» **YOUR INSTRUCTIONS**
Write out every one of the entries below word for word, leaving out the pictures.

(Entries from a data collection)
============
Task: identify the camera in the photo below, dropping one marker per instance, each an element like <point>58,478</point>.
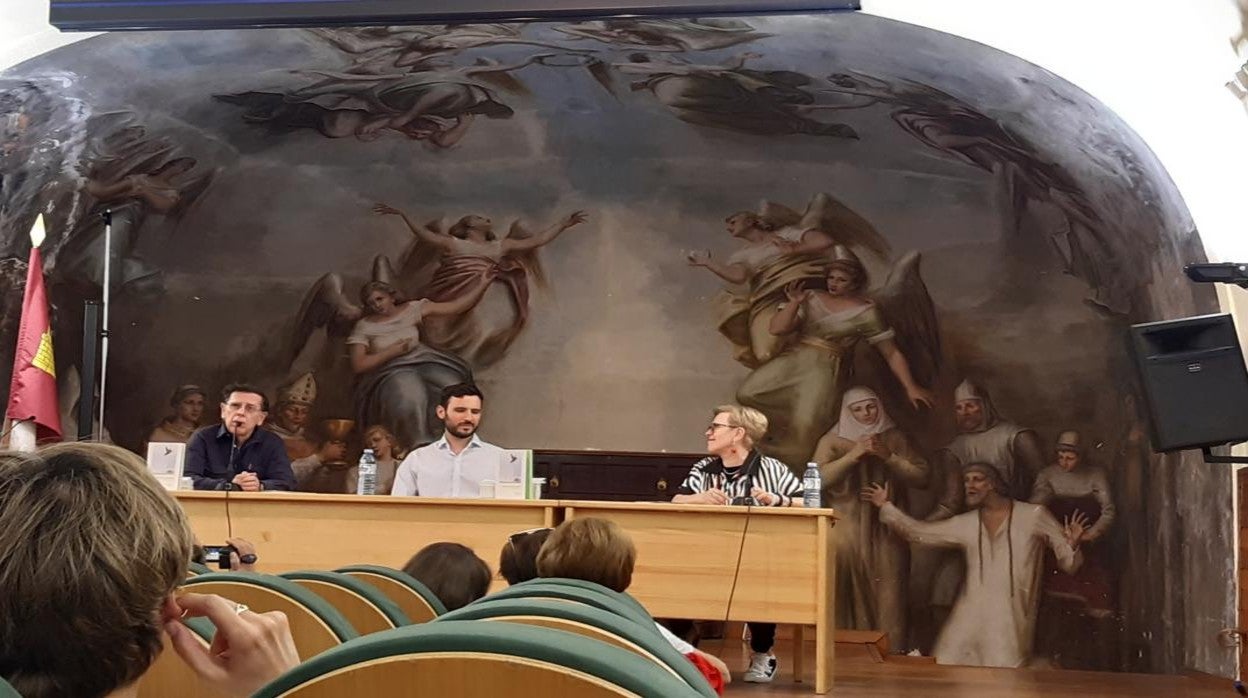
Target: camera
<point>219,555</point>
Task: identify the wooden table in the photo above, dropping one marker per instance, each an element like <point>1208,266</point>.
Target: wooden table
<point>687,553</point>
<point>302,531</point>
<point>687,566</point>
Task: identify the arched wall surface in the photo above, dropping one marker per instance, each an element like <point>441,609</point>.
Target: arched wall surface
<point>1011,224</point>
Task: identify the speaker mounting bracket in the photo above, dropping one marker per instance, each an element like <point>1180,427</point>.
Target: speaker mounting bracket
<point>1211,458</point>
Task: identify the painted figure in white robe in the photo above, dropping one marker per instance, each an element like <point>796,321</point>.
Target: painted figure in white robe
<point>872,563</point>
<point>1004,541</point>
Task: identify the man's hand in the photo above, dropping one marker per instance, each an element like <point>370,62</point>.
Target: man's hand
<point>243,548</point>
<point>713,496</point>
<point>764,497</point>
<point>876,495</point>
<point>247,481</point>
<point>1075,528</point>
<point>248,649</point>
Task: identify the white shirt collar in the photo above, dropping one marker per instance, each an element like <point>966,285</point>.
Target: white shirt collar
<point>442,443</point>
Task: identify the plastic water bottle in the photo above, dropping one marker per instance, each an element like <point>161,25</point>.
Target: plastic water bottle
<point>367,482</point>
<point>811,487</point>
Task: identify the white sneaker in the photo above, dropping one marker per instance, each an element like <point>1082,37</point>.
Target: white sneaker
<point>763,668</point>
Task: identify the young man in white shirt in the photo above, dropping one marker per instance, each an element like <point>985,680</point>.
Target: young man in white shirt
<point>453,466</point>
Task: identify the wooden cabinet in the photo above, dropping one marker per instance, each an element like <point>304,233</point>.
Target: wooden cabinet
<point>612,475</point>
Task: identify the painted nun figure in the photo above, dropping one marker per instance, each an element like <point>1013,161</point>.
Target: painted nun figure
<point>872,563</point>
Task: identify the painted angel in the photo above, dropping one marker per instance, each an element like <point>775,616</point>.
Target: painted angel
<point>383,49</point>
<point>952,126</point>
<point>135,176</point>
<point>431,105</point>
<point>665,34</point>
<point>778,246</point>
<point>729,95</point>
<point>461,254</point>
<point>397,375</point>
<point>800,390</point>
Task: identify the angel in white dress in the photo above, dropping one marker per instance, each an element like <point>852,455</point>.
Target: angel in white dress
<point>779,246</point>
<point>397,375</point>
<point>800,390</point>
<point>461,255</point>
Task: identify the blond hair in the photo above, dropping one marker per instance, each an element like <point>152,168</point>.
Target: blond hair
<point>594,550</point>
<point>90,548</point>
<point>754,422</point>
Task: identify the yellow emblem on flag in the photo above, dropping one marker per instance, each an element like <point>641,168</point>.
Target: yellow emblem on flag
<point>44,356</point>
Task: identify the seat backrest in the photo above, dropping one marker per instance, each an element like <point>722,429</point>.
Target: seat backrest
<point>605,598</point>
<point>595,587</point>
<point>363,604</point>
<point>588,622</point>
<point>474,659</point>
<point>316,626</point>
<point>414,598</point>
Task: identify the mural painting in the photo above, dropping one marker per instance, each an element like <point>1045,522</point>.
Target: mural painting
<point>920,272</point>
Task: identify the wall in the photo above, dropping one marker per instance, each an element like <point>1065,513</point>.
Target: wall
<point>622,277</point>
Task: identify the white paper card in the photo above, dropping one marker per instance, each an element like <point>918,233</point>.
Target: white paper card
<point>165,461</point>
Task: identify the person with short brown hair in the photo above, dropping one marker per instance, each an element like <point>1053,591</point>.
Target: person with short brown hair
<point>597,550</point>
<point>594,550</point>
<point>518,562</point>
<point>91,550</point>
<point>453,573</point>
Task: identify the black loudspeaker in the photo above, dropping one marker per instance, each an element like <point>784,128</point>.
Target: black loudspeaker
<point>1194,382</point>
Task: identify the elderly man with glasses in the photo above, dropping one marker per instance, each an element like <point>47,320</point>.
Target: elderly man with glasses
<point>237,453</point>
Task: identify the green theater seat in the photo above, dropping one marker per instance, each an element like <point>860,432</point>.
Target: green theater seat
<point>588,622</point>
<point>474,659</point>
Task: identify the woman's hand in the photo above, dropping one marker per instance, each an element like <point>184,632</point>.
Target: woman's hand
<point>577,217</point>
<point>764,497</point>
<point>248,649</point>
<point>876,495</point>
<point>920,397</point>
<point>796,294</point>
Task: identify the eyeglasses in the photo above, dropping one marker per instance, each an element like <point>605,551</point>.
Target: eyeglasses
<point>518,535</point>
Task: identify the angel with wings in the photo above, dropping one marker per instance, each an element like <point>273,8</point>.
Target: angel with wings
<point>436,105</point>
<point>459,255</point>
<point>950,125</point>
<point>729,95</point>
<point>665,34</point>
<point>398,375</point>
<point>383,49</point>
<point>135,176</point>
<point>800,390</point>
<point>779,246</point>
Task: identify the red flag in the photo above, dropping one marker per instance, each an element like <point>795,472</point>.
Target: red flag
<point>33,391</point>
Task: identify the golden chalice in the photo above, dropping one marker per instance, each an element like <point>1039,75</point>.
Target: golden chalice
<point>338,430</point>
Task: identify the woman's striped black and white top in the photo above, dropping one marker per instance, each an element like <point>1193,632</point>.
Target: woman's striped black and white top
<point>758,471</point>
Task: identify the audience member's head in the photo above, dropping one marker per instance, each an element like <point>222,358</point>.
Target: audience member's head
<point>459,408</point>
<point>594,550</point>
<point>452,572</point>
<point>518,562</point>
<point>91,548</point>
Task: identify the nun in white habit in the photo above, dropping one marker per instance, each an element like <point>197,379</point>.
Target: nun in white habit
<point>872,562</point>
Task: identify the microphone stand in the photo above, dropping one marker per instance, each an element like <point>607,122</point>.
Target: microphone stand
<point>104,322</point>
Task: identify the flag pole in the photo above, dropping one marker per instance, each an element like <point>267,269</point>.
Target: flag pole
<point>104,320</point>
<point>24,433</point>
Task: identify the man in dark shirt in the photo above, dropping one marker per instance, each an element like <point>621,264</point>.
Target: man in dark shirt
<point>237,453</point>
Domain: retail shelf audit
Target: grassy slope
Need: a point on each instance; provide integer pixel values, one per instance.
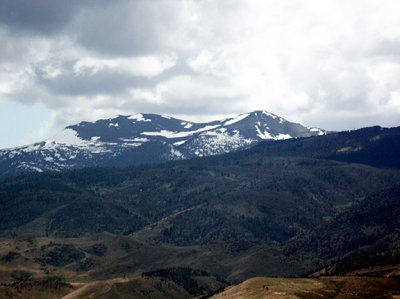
============
» **EXERCISE SOLUTION**
Task: identify the camera in the photo below, dropping one marker per instance, each an element like <point>58,478</point>.
Target: camera
<point>219,555</point>
Task: identify the wooden table in the photo above, dropping one marker per instance, each an element like <point>1208,266</point>.
Target: wooden table
<point>687,553</point>
<point>302,531</point>
<point>687,566</point>
Task: identify the arched wall surface in the photo above, dropping one marker per instance, each an element like <point>441,609</point>.
Target: arched wall surface
<point>1011,224</point>
Task: identify the speaker mounting bracket in the photo above, dropping one marker per instance, each an element like <point>1180,427</point>.
Target: speaker mounting bracket
<point>1211,458</point>
Task: identify the painted figure in white robe in the photo above, dropping one marker per instance, each an element like <point>796,321</point>.
Target: painted figure in white robe
<point>872,563</point>
<point>1004,541</point>
Task: identify the man's hand in the photo above, dropping one marker per instance, each an element like <point>370,62</point>.
Target: man's hand
<point>243,548</point>
<point>713,496</point>
<point>764,497</point>
<point>876,495</point>
<point>247,481</point>
<point>1075,528</point>
<point>248,649</point>
Task: identify the white shirt collar in the photo above, dropping one marker per instance, each an element like <point>966,285</point>.
Target: white shirt collar
<point>442,443</point>
Task: identify the plastic water bottle in the photo above, dropping one marker per instance, each an element like <point>161,25</point>.
Target: plastic water bottle
<point>367,482</point>
<point>811,487</point>
Task: identify the white sneaker in the photo above, dropping one marker per instance, each an element like <point>1082,37</point>.
Target: white sneaker
<point>763,668</point>
Task: identify the young man in white shirt in the photo above, dropping one marker per instance, each an element like <point>985,680</point>.
Target: young man in white shirt
<point>453,466</point>
Task: identify the wooden cabinet in the photo above, dropping one marker per instance, each an element like <point>304,233</point>.
Target: wooden cabinet
<point>612,475</point>
Task: identify the painted nun figure in the photo above, dropping one marker per instance, each an element like <point>1013,161</point>.
Target: painted nun figure
<point>872,563</point>
Task: identify the painted angel in the photo above, dropping one marker per instance, each an element like <point>775,616</point>.
Target: painted angel
<point>383,49</point>
<point>952,126</point>
<point>135,176</point>
<point>431,105</point>
<point>665,34</point>
<point>778,246</point>
<point>729,95</point>
<point>461,254</point>
<point>397,375</point>
<point>800,390</point>
Task: identify the angel in white dress in the photo above, dropping one marker per instance, each an element like <point>852,455</point>.
Target: angel in white dress
<point>779,246</point>
<point>397,375</point>
<point>800,390</point>
<point>461,255</point>
Task: identify the blond hair in the photo above, dropping one marker per instance, each an element like <point>152,168</point>.
Target: blond hair
<point>594,550</point>
<point>90,548</point>
<point>754,422</point>
Task: identify the yellow emblem on flag in the photo above, dropping one marker per instance, each an element like <point>641,168</point>.
Target: yellow emblem on flag
<point>44,356</point>
Task: identify the seat backrest in the photo above, dropping one marker per instance, each an element like <point>722,429</point>.
Target: seat backrest
<point>605,598</point>
<point>595,587</point>
<point>363,604</point>
<point>588,622</point>
<point>474,659</point>
<point>316,626</point>
<point>414,598</point>
Task: identify the mural painting in the photo above, dropping one marker per instance, each an element like <point>1045,522</point>.
Target: mural painting
<point>920,272</point>
Task: identify the wall in the photo above, dropping one marker per instance, each an element like <point>1065,513</point>.
Target: wall
<point>622,277</point>
Task: identify the white paper card in the photo above, dropping one marker per instance, each an element like <point>918,233</point>.
Target: white paper card
<point>165,461</point>
Task: identify the person with short brown hair in the photo above, dropping one marker per instance, each an element like <point>1053,591</point>.
Target: person with short brown hair
<point>597,550</point>
<point>594,550</point>
<point>518,562</point>
<point>91,550</point>
<point>453,573</point>
Task: identify the black loudspeaker in the photo above, dropping one marker per instance, each an element like <point>784,128</point>.
Target: black loudspeaker
<point>1194,382</point>
Task: identify the elderly man with glasses in the photo above, dropping one marker per instance, each an element like <point>47,320</point>.
Target: elderly man with glasses
<point>237,453</point>
Task: identify the green theater seat in the photo above, dropping one marker per instance, each an element like <point>860,432</point>.
Target: green theater seat
<point>588,622</point>
<point>474,659</point>
Task: identify the woman's hand in the photo above, dropping one marker per instance, each an element like <point>184,632</point>.
Target: woman's hand
<point>577,217</point>
<point>764,497</point>
<point>248,649</point>
<point>876,495</point>
<point>920,397</point>
<point>796,294</point>
Task: identify the eyeglasses in the photo above, dropping one marker per instance, each an element like <point>605,551</point>.
Target: eyeglasses
<point>518,535</point>
Task: identify the angel with wings in the photo above, dropping one marker per instance, each an element like <point>273,8</point>.
Target: angel with wings
<point>436,105</point>
<point>459,255</point>
<point>950,125</point>
<point>729,95</point>
<point>665,34</point>
<point>398,375</point>
<point>383,49</point>
<point>135,176</point>
<point>800,390</point>
<point>779,246</point>
Task: identify the red flag in the photo above, dropping one marker per instance, each an element like <point>795,472</point>.
Target: red flag
<point>33,391</point>
Task: identify the golden chalice in the photo above, dropping one marker per instance, each an element like <point>1039,75</point>.
Target: golden chalice
<point>338,430</point>
Task: identify the woman's striped black and white top in the photo above, dropping one marker per instance, each an element like <point>1193,632</point>.
Target: woman's striped black and white top
<point>758,471</point>
Task: identify the audience member's head in the photo above, dropping one marker per instance, each an element like <point>222,358</point>.
Target: audience member's head
<point>459,408</point>
<point>594,550</point>
<point>452,572</point>
<point>518,562</point>
<point>91,548</point>
Task: identify the nun in white habit in the photo above, dropping one marker per instance, each an element like <point>197,379</point>.
Target: nun in white habit
<point>872,562</point>
Task: identify the microphone stand in the photo above, dropping one marker per instance, each an element like <point>607,122</point>.
Target: microphone stand
<point>104,322</point>
Task: identify the flag pole in the photo above, dropping one marker per instance, each an element like <point>267,269</point>.
Target: flag pole
<point>104,320</point>
<point>24,433</point>
Task: identify the man in dark shirt in the photo above, dropping one marker per instance, each an element like <point>621,264</point>.
Target: man in dark shirt
<point>237,453</point>
Domain: retail shelf audit
Target: grassy slope
Need: a point on each instance; provide integer pixel values, one per instance.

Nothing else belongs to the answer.